• [Task brief]:
Please revise the material from the line containing "The prompts in" through the line containing "negative clicks: (230, 152)" by changing "rough mask" to "coarse mask" and keeping everything else the same. Return only those lines.

• [Supplied data]:
====================
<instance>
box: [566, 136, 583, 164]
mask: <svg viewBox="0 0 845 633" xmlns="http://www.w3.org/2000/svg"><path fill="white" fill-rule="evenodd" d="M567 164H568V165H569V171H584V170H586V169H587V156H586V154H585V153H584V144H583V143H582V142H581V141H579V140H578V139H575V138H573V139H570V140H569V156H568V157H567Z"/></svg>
====================
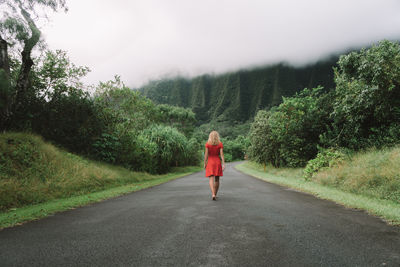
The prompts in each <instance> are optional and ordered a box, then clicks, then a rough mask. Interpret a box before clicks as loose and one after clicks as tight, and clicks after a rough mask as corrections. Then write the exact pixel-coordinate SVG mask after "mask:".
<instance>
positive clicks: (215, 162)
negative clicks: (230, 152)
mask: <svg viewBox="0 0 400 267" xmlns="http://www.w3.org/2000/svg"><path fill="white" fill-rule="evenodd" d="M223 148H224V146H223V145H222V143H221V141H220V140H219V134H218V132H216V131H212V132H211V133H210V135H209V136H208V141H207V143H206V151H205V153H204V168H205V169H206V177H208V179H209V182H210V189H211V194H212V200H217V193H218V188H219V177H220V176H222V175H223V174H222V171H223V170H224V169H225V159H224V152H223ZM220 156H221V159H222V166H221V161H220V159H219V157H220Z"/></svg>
====================
• [Finished task]:
The prompts in each <instance> are optional and ordered a box, then clicks, then a coarse mask. Interpret a box before clicks as loose and one after clicks as tight, and clicks after a coarse mask as corrections. Then write the exact pixel-coordinate SVG mask after "mask:".
<instance>
positive clicks: (215, 162)
negative clicks: (230, 152)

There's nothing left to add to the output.